#710: Region Capture

Visit on Github.

Opened Jan 20, 2022

Braw mornin' TAG!

I'm requesting a TAG review of Region Capture.

An API for cropping a video track derived from display-capture of the current browsing context.

Further details:

  • I have reviewed the TAG's Web Platform Design Principles
  • Relevant time constraints or deadlines: N/A
  • The group where the work on this specification is currently being done: WebRTC WG
  • Major unresolved issues with or opposition to this specification: N/A
  • This work is being funded by: Google

We'd prefer the TAG provide feedback as: 🐛 open issues in our GitHub repo for each point of feedback

Discussions

2022-02-07

Minutes

Sangwhan: the jist is - it lets you stream over a shared screen an element - e.g. one <div> - the target is an element, not a region. So the name is confusing. You feed it an html element and it starts streaming it.

Dan: Over web rtc?

Sangwhan: whatever.

Dan: [reviewing s&p questionnaire responses] ... LGTM proviso that users may not know what they are sending when they select a target... Sangwhan to clarify in question.

Sangwhan: produce crop target will always ... what should happen - you can create a new html element that is detached from the DOM - what happens when you feed that ... that's one question we can ask. Also not sure how you can convey to the user what is going to be sent over the wire. Don't understand the user flow - you could hover on that div and share that... you could put an event handler on it...

Sangwhan: I think it would be better if it was not element bound, but box bound

Dan: that would be more intuitive for the user. if they just want to share one section of the document, but if they start adding text to that section it starts to get bigger

Sangwhan: one div and you're writing stuff in that div

Dan: is that the intended use case? That's not in the explainer

Sangwhan: what I think this is going to be used for... to share the part where the document is..

Dan: question you should still ask is how this works from an end user perspective, how can they be informed about what they're sharing and not sharing, and why isn't it just a good idea to send a crop of the area

Sangwhan: the box. For example you'd be letting users select stuff, completely bizarre because you'd be doing the equivalent of [opening the inspector] ..

Dan: use case of selecting a div, dev tools came to mind

Sangwhan: how to find the common denominator [from the source code] of what to project. I'll ask those questions.

Dan: it's officially adopted by the webrtc wg as a work item

Dan: could users unintentinally expose more than what they intend?

Sangwhan: I was going to ask about the preview. User should know what they're sending.

Sangwhan: leaves comment

2022-02-14

Minutes

Sangwhan: miscommunication in Elad's response to my comment... i meant a box like a real box.. if the elemnt changes dimensions then you're changing size of box...

Dan: something something user need... complexity .. and what (possibly simpler) alternatives were considered?

Sangwhan: let me get in contact with Elad.

▶ _DATA EXTRACT_:

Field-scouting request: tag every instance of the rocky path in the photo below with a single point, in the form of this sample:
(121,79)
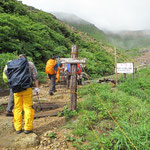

▶ _TASKS TO CARRY OUT_:
**a.** From the Region Capture review thread, list every point given under "Further details."
**b.** Pick up the Region Capture review thread after its final line and continue it.

▶ _EXPECTED OUTPUTS_:
**a.**
- I have reviewed the TAG's Web Platform Design Principles
- Relevant time constraints or deadlines: N/A
- The group where the work on this specification is currently being done: WebRTC WG
- Major unresolved issues with or opposition to this specification: N/A
- This work is being funded by: Google

**b.**
2022-02-21

Minutes

Sangwhan: a misunderstanding on my end, this makes sense now. I talked to the person proposing and now I understand. I think the proposal is fine, the name is unfortunate. I'll comment. It's not region capture as we expect it like draw a rectangle on your screen. It's a document region capture. Constrained to a specific tab. The application decides what inside that tab should be streamed.

Dan: I'm concerned about user expectation.. we understand region of a document, but end user is going to be looking at a rectangle on a screen

Sangwhan: what the user chooses is the tab. If I share screen, this api call will give me the share tab dialogue. The tab, the application running inside the tab, can decide to stream only a subset of what is available on that screen.

Dan: So it might decide to only share... I understand where that might cme in handy

Sangwhan: helps with mirror effect

Dan: if that tab were a presentation tool and you wanted it to only share the presentation not the controls and editing functions

Sangwhan: right. Now that that's clear, the only thing that bothers me is the name. It looks like a generic region capture mechanism when it's not

Dan: both the things are wrong.. it's not about a region and it's not about capture. It's about sharing.

Sangwhan: it's called capture because its from webrtc

Dan: should be StuffShare. Maybe we can close at plenary.

2022-02-28

Minutes

Dan: proposed closed, waiting on a closing comment about changing name

Sangwhan: I'll do that right now. There's a user need about capturing one area of the screen.. why only window or desktop? And this featuer dosen't give user control of exact bounding box but lets application choose, another unfulfilled user need here

Dan: and user sharing what they don't expect to be sharing?

Sangwhan: application chooses what is shared, so far nothing outside of user's viewport. However there is no way for the user to decide which part of a document to be shared, nor a way for the user to..

Dan: the application decides "this is the appropriate thing to be shared when you select my tab"

Sangwhan: this is fine, but why are we not giving the user a choice

Dan: the application might say it's the content well that is the appropriate thing to display, but the user might actually want to be displaying the navigation because they're in a customer service scenario to say 'the menu option you told me about doesn't exist' or something like that. Strange to be constraining the user choice that way.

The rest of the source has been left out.